**** Given information ****
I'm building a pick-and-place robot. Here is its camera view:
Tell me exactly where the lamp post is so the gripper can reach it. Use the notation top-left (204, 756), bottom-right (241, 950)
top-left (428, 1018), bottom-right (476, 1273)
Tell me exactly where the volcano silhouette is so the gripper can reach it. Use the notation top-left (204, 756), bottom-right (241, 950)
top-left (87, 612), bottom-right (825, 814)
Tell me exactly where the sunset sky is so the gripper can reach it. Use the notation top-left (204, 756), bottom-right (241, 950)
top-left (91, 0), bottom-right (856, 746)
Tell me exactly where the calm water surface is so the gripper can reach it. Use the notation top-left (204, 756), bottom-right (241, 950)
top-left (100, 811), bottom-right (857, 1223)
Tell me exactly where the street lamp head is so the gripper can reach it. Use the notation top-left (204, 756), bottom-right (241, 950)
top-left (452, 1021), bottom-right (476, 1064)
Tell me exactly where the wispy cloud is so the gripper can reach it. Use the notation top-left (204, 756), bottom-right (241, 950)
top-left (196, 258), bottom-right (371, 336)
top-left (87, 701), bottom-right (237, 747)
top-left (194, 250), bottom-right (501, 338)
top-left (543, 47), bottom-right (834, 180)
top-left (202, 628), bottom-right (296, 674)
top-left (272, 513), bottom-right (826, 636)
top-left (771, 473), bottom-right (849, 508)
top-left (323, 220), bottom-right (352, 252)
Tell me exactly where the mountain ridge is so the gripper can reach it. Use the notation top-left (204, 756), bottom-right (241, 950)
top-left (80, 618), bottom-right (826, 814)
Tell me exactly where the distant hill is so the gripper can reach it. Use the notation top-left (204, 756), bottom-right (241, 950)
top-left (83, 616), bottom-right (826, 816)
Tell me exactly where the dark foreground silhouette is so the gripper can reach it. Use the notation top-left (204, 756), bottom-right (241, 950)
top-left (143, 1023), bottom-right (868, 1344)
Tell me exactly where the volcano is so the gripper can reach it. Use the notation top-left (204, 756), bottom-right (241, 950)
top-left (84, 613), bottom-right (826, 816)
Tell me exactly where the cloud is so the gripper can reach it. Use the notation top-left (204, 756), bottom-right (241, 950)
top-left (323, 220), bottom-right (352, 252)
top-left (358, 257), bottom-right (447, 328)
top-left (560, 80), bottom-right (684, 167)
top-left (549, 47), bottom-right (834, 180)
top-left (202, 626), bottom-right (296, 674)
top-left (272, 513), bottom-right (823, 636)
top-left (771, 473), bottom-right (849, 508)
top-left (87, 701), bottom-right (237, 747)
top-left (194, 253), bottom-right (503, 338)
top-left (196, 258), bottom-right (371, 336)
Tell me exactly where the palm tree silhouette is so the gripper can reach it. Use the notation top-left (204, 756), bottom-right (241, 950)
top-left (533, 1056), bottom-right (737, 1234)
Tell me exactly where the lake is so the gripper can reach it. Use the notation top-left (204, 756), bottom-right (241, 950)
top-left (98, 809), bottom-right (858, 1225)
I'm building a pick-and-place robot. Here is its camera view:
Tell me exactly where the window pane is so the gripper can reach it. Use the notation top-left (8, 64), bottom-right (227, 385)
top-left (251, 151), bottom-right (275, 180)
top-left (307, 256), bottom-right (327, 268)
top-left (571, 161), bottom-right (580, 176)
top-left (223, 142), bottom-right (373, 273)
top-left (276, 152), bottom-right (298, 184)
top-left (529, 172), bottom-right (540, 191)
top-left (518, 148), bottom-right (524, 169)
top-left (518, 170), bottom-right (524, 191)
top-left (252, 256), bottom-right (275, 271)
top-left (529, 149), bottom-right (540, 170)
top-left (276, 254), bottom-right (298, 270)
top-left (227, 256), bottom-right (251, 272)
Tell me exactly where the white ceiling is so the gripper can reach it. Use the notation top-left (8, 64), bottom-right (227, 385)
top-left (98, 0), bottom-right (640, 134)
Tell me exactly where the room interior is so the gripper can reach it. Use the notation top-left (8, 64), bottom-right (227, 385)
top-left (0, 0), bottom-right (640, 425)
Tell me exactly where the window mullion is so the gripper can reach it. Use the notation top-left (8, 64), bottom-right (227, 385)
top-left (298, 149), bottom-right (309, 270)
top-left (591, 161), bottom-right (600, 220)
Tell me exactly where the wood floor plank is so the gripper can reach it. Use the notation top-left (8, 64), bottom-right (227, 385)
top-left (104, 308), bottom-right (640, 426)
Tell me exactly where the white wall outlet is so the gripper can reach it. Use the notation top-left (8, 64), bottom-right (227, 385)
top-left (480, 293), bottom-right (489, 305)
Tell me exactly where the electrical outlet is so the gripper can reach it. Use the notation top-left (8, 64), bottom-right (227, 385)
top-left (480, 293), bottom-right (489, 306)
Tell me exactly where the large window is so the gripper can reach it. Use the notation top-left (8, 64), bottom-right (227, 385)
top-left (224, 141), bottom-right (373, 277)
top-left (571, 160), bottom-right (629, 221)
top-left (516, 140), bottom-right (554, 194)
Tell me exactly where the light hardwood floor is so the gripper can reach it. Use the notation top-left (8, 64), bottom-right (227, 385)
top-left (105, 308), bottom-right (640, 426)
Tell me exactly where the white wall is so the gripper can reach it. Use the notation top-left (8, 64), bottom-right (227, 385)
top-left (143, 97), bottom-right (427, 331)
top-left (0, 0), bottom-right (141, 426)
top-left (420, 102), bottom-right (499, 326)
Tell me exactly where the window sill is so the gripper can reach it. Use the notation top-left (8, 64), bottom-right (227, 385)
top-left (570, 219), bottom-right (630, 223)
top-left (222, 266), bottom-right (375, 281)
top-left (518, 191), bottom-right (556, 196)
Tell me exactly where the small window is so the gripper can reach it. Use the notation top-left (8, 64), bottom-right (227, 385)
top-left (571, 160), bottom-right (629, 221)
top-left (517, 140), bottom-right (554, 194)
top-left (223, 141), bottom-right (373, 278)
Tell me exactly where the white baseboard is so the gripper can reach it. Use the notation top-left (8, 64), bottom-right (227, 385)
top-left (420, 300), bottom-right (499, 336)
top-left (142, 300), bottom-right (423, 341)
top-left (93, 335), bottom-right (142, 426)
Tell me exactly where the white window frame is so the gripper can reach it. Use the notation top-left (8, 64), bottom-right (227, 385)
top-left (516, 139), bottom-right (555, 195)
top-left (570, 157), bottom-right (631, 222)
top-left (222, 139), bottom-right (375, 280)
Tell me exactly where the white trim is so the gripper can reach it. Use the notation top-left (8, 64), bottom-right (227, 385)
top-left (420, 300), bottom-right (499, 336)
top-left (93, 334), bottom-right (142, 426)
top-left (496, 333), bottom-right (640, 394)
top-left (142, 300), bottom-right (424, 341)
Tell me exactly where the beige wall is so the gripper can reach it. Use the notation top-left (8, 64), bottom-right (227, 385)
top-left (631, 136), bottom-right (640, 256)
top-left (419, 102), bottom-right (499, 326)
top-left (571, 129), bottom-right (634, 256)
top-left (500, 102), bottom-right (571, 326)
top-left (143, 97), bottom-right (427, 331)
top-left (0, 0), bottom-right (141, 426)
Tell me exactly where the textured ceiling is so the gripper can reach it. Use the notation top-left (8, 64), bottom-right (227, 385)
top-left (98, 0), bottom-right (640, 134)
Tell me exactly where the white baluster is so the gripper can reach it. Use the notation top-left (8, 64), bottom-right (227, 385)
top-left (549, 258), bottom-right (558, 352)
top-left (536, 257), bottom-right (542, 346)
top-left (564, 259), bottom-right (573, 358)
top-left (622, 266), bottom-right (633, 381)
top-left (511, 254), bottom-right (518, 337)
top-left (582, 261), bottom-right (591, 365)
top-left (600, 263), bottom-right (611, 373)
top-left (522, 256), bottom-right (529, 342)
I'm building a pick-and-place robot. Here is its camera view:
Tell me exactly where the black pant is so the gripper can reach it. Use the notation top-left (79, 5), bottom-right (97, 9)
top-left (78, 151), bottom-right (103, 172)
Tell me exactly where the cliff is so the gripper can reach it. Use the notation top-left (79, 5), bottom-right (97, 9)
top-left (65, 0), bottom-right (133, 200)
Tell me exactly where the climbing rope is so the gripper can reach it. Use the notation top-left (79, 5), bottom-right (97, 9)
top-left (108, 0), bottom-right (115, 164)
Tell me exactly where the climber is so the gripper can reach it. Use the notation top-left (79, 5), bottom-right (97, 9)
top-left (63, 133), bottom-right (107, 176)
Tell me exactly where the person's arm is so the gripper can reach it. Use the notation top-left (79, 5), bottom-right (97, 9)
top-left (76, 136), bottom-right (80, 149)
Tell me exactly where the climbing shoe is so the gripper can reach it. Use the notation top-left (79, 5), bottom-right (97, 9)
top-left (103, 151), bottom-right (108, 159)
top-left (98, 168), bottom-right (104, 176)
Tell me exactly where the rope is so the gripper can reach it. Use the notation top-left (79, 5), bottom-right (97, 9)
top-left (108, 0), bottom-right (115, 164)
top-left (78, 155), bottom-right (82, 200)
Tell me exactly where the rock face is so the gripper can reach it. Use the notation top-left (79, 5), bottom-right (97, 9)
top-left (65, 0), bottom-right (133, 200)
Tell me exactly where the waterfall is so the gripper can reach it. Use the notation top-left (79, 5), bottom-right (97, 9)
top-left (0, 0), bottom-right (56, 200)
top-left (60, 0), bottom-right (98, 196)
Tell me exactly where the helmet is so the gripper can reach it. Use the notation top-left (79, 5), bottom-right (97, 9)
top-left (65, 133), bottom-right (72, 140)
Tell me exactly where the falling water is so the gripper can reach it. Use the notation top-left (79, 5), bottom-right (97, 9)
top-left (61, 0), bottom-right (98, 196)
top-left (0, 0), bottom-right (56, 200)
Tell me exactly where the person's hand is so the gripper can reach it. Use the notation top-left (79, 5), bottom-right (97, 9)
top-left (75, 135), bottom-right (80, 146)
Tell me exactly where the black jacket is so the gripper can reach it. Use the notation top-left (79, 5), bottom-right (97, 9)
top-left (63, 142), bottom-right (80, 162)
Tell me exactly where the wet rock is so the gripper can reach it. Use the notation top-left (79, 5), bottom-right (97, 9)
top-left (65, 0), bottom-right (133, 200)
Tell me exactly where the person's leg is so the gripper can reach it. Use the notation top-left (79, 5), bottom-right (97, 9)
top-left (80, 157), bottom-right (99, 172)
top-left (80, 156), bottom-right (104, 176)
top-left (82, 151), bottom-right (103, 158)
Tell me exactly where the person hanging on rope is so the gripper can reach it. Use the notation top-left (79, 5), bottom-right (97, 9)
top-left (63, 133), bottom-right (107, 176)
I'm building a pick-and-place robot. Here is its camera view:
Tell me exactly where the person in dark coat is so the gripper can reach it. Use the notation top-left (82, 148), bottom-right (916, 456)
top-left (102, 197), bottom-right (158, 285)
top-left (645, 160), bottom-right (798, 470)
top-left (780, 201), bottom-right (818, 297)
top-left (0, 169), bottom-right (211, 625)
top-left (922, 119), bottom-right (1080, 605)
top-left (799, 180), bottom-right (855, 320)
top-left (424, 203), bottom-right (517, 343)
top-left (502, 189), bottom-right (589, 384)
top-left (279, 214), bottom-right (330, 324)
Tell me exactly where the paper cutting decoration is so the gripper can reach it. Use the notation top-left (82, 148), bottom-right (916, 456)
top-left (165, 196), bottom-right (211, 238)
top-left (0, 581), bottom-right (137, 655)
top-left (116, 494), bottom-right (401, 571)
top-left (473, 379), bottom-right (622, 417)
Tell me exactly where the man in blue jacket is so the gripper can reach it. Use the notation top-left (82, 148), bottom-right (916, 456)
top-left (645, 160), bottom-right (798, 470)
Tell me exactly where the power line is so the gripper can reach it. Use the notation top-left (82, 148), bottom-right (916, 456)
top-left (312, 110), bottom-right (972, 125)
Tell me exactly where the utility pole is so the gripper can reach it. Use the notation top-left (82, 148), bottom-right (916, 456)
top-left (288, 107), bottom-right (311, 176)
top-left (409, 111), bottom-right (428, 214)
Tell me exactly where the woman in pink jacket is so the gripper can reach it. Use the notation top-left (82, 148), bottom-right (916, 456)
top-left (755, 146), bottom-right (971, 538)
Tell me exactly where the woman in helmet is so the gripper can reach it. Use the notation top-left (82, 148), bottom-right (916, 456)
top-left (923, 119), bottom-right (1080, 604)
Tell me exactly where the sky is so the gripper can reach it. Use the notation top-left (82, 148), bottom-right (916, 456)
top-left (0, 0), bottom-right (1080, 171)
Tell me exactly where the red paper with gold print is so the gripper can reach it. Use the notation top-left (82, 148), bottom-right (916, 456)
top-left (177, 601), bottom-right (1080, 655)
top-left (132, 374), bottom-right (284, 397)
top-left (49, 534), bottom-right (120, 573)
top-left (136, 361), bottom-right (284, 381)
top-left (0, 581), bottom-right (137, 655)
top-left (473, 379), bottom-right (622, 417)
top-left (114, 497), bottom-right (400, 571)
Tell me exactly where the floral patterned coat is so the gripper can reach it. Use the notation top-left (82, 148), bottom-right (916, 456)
****
— What you should do —
Reproduce verbatim the lines from the one containing "Tell me exactly where the paper" through the one containing "top-left (312, 110), bottom-right (972, 125)", with both end lines included.

— Response to this exercise —
Tell me exactly where the paper cutting decoration is so the gripper can reach it. Use the notation top-left (82, 148), bottom-right (916, 456)
top-left (165, 196), bottom-right (211, 238)
top-left (0, 581), bottom-right (137, 655)
top-left (116, 494), bottom-right (401, 571)
top-left (473, 379), bottom-right (622, 417)
Tell me exactly where the man in blue jacket is so the gripper can reach it. Use the notation top-left (82, 148), bottom-right (916, 456)
top-left (645, 160), bottom-right (798, 470)
Tell me exactly where the power line is so the gripper can reach it. Use the notation top-left (82, 148), bottom-right (916, 456)
top-left (312, 110), bottom-right (972, 125)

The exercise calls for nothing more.